▶ **Extract to read**
__________

Flip Skateboards
- Industry: Skateboarding
- Founded: England 1991
- Headquarters: California
- Key people: Rune Glifberg; Tom Penny; Arto Saari; Jeremy Fox; Ian Deacon; Geoff Rowley;
- Website: www.flipskateboards.com

= Flip Skateboards =

US-based international skateboard company

Flip Skateboards is a United States–based international skateboard company, co-owned by Jeremy Fox and Ian Deacon. The company produces skateboard hard goods (decks, wheels, bearings, completes, and hardware), soft goods (T-shirts, tops, sweatshirts, hats, beanies, and socks), DVDs, and accessories. The brand was distributed globally by US company NHS Inc. but has since parted with the distribution. Starting in July 2017, the brand is distributed in Europe by HLC and has now taken over global distribution.

==History==

===Deathbox===
Deathbox Skateboards was started in 1987 in the UK by Graham McEachran, Jeremy Fox and Duncan Houlton. Tom Penny, Rune Glifberg, Andy Scott and Geoff Rowley joined the company while this name still existed.

===Relocation to the US===
Flip moved from the United Kingdom (UK) to California, US in July 1994. Jeremy Fox, Ian Deacon and Geoff Rowley arrived in the US first, followed by team riders Tom Penny and Rune Glifberg in the following year. At the time of the relocation, the team consisted of four professional riders: Penny, Rowley, Glifberg and Andy Scott. The company and its riders received significant support from professional skateboarder Ed Templeton, who owned his own company, Toy Machine. Rowley stated that Templeton and his company "opened their arms to us, gave us local support, and had our back. Any ignorance was small and only served to make us stronger…..and faster!!!" Despite the brand's foundation in the US, in 2006 Rowley stated:

All the company owners are still British citizens, one runs a large percentage of our workday directly from England for the last five years, I would say that makes us British until death. People can consider us whatever they want but saying untrue negative things regarding these matters is just downright childish. The things Flip/Deathbox did for England and the English skate scene should not be sneered at ... there is no other way to get to the level we are at, without first accepting where skateboarding was born from, and respecting that all the mags are driven from here also, it is hard to gain friends if you aren't visible.

A European based company cannot and will not be accepted across the whole of the USA unless they embrace those areas and live them, Flip is strong worldwide for this reason, plus running a business of this nature isn't viable based in England, too costly.

__________

▶ **Extracted entries**
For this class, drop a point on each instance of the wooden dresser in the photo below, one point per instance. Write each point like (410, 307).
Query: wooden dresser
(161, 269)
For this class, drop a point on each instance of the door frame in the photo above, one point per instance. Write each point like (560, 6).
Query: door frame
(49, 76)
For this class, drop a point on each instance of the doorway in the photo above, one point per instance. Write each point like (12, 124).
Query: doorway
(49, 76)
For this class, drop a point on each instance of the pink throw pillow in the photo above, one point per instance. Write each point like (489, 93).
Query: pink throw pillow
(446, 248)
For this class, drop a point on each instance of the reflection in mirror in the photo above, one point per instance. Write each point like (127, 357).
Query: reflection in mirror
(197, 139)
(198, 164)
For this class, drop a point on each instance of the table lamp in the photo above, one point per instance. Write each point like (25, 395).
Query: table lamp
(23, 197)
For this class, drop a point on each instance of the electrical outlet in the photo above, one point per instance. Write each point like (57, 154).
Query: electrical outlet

__________

Quote the passage of the Flip Skateboards article above from "US-based international skateboard" up to and including "name still existed.".

▶ **Response**
US-based international skateboard company

Flip Skateboards is a United States–based international skateboard company, co-owned by Jeremy Fox and Ian Deacon. The company produces skateboard hard goods (decks, wheels, bearings, completes, and hardware), soft goods (T-shirts, tops, sweatshirts, hats, beanies, and socks), DVDs, and accessories. The brand was distributed globally by US company NHS Inc. but has since parted with the distribution. Starting in July 2017, the brand is distributed in Europe by HLC and has now taken over global distribution.

==History==

===Deathbox===
Deathbox Skateboards was started in 1987 in the UK by Graham McEachran, Jeremy Fox and Duncan Houlton. Tom Penny, Rune Glifberg, Andy Scott and Geoff Rowley joined the company while this name still existed.